§ **GIVEN INSTRUCTION**
Locate every line in the entries below that contains the word "glass" and copy each of those lines.

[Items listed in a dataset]
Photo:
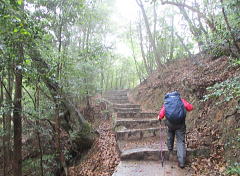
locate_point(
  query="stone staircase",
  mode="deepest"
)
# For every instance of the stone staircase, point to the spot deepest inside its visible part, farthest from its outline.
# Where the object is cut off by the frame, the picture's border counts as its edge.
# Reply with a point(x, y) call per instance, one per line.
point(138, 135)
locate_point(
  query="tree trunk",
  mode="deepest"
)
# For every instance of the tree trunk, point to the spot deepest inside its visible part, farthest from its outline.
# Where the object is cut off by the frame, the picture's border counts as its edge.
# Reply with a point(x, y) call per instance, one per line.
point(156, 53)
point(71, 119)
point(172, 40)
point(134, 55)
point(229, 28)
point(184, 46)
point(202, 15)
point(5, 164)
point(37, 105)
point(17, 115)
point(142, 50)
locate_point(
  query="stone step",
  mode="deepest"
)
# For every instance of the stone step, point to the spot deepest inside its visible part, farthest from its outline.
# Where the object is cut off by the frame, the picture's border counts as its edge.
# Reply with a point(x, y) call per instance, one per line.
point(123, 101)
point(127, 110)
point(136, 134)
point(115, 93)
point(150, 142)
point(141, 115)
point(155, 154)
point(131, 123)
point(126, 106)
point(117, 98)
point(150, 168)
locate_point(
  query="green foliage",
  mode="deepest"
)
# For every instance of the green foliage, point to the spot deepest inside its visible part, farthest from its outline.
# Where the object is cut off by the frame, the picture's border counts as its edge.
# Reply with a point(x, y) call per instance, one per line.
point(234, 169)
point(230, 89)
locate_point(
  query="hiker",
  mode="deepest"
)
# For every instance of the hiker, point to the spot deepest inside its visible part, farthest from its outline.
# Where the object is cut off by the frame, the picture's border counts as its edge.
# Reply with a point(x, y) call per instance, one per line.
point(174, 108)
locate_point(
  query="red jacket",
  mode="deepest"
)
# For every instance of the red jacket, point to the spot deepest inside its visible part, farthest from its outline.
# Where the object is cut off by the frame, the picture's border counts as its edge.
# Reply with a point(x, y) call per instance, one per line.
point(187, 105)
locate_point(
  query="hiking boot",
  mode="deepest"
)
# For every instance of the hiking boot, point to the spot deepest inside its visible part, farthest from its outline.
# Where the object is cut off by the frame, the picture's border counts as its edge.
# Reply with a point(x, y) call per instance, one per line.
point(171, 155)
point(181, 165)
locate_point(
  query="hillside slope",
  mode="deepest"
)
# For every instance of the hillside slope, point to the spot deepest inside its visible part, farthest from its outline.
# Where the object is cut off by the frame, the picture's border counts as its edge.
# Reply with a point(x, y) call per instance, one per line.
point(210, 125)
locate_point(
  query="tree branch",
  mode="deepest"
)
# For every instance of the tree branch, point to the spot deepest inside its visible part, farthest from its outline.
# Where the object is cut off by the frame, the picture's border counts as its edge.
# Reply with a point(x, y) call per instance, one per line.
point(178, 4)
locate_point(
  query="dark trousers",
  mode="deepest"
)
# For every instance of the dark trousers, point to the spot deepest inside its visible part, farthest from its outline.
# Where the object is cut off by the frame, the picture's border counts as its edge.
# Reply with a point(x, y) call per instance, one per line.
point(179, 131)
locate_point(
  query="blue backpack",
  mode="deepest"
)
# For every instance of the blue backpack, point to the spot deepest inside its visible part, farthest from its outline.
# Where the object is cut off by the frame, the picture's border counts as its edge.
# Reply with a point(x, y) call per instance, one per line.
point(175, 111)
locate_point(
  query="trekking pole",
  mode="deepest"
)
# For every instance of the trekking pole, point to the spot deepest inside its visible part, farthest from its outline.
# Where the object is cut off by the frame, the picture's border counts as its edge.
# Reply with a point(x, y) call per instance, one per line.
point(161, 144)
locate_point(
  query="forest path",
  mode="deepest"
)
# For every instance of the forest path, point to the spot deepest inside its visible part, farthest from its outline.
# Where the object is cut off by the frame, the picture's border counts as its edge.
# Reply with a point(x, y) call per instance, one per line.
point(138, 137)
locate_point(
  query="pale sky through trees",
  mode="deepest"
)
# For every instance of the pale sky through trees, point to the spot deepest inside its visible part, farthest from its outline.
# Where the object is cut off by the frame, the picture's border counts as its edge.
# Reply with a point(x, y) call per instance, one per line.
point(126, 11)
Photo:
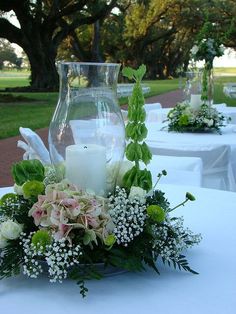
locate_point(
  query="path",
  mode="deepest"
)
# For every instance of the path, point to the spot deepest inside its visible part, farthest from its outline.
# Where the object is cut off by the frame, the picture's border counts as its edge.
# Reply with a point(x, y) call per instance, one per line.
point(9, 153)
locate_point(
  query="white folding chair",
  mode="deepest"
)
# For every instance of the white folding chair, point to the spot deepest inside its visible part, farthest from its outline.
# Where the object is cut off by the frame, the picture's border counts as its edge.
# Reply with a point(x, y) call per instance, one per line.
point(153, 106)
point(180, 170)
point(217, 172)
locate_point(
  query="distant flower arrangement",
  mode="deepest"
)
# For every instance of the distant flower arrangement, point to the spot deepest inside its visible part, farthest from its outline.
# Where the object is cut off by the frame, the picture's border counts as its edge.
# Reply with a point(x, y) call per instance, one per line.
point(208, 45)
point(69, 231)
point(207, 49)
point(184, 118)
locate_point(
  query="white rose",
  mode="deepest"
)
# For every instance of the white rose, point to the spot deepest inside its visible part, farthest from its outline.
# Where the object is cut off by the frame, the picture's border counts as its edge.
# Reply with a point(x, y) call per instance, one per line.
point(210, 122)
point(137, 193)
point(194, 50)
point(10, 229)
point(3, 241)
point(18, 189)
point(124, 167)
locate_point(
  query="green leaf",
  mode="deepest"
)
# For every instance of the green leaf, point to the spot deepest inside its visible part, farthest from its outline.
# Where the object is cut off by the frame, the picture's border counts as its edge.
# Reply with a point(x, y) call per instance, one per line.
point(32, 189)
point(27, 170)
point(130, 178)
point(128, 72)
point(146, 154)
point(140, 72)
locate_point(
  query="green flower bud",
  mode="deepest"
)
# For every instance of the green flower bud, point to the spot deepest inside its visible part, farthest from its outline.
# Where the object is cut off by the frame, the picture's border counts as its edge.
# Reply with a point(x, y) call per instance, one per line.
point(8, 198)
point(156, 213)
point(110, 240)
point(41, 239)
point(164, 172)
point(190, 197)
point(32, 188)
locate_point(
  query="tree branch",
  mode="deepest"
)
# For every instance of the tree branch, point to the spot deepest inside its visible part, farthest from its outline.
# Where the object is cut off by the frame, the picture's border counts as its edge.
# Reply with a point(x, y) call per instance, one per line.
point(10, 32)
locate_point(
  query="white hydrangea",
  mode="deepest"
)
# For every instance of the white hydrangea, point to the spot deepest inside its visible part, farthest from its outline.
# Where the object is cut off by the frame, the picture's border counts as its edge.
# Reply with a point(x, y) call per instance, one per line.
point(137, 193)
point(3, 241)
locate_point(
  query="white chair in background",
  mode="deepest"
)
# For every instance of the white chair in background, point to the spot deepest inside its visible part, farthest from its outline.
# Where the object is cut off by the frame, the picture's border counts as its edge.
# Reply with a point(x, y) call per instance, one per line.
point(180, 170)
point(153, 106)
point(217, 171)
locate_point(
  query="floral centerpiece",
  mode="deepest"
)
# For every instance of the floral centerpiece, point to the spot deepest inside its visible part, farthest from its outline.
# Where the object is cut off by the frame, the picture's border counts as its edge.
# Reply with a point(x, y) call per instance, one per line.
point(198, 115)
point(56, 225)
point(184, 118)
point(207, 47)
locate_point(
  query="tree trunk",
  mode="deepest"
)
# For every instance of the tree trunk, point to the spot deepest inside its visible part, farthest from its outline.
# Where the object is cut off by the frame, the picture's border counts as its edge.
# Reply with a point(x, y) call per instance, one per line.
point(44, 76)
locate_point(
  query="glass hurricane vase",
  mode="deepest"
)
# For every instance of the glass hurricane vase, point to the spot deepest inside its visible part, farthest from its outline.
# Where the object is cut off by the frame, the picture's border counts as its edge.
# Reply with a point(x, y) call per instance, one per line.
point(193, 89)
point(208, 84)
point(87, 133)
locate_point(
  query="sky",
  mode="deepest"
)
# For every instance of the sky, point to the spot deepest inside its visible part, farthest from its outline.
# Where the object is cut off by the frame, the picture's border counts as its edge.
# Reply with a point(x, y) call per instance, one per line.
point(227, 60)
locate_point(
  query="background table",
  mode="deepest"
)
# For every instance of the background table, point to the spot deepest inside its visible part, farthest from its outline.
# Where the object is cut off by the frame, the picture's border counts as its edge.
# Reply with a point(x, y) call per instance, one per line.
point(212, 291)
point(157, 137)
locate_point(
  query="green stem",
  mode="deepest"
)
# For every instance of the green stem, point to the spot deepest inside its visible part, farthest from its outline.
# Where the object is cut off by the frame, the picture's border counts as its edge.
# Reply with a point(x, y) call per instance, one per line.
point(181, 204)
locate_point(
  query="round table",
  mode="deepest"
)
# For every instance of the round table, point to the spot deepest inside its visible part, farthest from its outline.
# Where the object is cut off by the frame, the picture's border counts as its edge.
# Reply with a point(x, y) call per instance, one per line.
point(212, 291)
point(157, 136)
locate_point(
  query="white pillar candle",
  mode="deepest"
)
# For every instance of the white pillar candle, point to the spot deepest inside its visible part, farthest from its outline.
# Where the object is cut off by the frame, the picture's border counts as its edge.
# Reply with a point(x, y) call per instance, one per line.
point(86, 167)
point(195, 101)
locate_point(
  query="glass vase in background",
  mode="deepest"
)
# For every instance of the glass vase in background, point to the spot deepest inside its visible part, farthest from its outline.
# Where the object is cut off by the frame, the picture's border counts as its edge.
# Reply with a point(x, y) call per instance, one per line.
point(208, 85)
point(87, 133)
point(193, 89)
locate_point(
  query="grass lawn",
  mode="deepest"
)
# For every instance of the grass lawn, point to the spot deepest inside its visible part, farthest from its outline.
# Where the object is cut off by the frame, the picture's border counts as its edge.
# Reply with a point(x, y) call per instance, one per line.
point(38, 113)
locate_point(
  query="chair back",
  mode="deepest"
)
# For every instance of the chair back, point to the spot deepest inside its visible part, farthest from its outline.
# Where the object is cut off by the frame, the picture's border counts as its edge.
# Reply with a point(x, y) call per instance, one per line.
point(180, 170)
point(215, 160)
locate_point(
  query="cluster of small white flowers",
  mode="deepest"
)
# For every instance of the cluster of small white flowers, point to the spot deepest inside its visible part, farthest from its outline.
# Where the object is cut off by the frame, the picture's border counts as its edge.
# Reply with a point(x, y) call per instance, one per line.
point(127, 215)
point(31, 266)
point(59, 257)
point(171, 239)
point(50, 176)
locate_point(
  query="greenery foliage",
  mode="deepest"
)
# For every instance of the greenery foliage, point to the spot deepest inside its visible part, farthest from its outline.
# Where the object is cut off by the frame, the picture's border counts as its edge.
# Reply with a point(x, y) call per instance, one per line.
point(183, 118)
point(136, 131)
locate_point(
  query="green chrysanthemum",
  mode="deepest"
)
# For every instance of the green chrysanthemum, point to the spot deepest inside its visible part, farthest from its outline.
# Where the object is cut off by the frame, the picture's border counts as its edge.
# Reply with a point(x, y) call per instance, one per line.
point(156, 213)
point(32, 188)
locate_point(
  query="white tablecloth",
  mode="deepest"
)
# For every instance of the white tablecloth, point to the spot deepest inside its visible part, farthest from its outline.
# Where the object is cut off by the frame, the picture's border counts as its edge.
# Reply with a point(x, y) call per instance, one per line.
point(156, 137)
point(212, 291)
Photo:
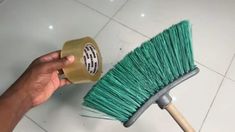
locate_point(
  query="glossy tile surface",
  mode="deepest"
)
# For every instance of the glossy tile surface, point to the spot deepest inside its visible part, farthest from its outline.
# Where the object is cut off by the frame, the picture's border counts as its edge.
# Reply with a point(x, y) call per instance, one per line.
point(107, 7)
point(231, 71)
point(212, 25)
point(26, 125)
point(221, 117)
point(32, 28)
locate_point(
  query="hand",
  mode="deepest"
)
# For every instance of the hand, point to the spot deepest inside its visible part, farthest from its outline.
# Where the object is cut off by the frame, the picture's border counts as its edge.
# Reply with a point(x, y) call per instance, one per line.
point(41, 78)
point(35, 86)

§ **SOLUTION TO THIS PROBLEM**
  query="glass hurricane vase",
# For every instance of the glass hurricane vase, point to the spot deepest inside its visible part, farthest from its outline.
  query="glass vase in background",
# For every instance of the glass vase in background, point to the spot deepest inside its visible part, farthest from its outline.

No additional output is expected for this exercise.